Brief 1: Print the passage on the WA election and Fremantle Port word for word, from "So what’s on" up to and including "or road infrastructure).".

Source extract:
++++++++++
There was not a democracy sausage sizzle anywhere in the State that would have predicted the tsunami-like shake up of our Government ranks. It’s done and dusted, people voted and now we wait for the new Government to get on with the business of managing WA.
So what’s on the cards for the Fremantle region. There’s no elephant in the room when it comes to the cancellation of the Freightlink and the sale of Fremantle Port. Labor campaigned heavily against both and the Roe 8 site works have now stopped. This is a quick action but the proffered solution is also going to take considerable planning and construction time. This means we all must be prepared to last the distance with our own perceived inconveniences (be it trucks, traffic, or road infrastructure).
The Fremantle Port contribution to our State economy is so much more than just counting cruise ships and hoping for a gentrified port precinct in 20 years time. In any day, your life connects to Fremantle Port. Your vehicle, your flat pack furniture, food, clothing, household and office goods, the materials you use for construction, most often come by boat. For many it is the exports they create or manage for international markets.
++++++++++
Brief 2: How many lines of the listing below contain the string "headboard"? Give only the number.

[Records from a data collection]
++++++++++
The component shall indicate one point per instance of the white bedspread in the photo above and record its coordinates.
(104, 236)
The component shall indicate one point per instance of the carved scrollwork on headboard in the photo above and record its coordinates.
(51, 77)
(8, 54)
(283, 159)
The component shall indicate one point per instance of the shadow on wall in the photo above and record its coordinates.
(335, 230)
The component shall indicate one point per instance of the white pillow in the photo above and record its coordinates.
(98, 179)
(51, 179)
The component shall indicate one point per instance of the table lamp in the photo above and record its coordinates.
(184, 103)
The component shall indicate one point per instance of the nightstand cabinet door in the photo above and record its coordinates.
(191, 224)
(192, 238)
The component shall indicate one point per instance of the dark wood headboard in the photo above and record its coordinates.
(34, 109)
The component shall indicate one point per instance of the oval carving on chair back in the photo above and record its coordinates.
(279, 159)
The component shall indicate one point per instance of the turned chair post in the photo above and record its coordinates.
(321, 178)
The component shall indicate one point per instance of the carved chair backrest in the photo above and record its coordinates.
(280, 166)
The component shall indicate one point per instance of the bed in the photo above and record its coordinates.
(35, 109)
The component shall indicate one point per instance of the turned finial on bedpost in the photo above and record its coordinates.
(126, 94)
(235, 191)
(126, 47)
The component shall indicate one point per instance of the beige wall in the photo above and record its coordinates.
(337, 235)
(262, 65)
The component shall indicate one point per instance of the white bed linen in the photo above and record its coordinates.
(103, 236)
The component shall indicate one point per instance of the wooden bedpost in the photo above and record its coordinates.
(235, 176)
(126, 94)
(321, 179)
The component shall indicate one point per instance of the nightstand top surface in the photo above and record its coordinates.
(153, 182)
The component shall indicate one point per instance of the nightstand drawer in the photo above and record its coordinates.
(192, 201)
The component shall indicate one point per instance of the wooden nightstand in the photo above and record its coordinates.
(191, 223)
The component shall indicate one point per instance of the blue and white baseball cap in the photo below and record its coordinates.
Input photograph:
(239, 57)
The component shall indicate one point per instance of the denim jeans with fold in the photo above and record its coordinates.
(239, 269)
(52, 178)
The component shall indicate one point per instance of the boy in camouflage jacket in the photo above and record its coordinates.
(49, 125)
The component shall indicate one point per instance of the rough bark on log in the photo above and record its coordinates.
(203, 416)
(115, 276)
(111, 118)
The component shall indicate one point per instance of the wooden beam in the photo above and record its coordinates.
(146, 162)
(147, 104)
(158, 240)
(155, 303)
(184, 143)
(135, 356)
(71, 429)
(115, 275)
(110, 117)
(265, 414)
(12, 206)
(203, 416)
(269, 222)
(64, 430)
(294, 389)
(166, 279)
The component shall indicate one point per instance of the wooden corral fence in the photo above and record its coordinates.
++++++++++
Task answer 1:
So what’s on the cards for the Fremantle region. There’s no elephant in the room when it comes to the cancellation of the Freightlink and the sale of Fremantle Port. Labor campaigned heavily against both and the Roe 8 site works have now stopped. This is a quick action but the proffered solution is also going to take considerable planning and construction time. This means we all must be prepared to last the distance with our own perceived inconveniences (be it trucks, traffic, or road infrastructure).

Task answer 2: 2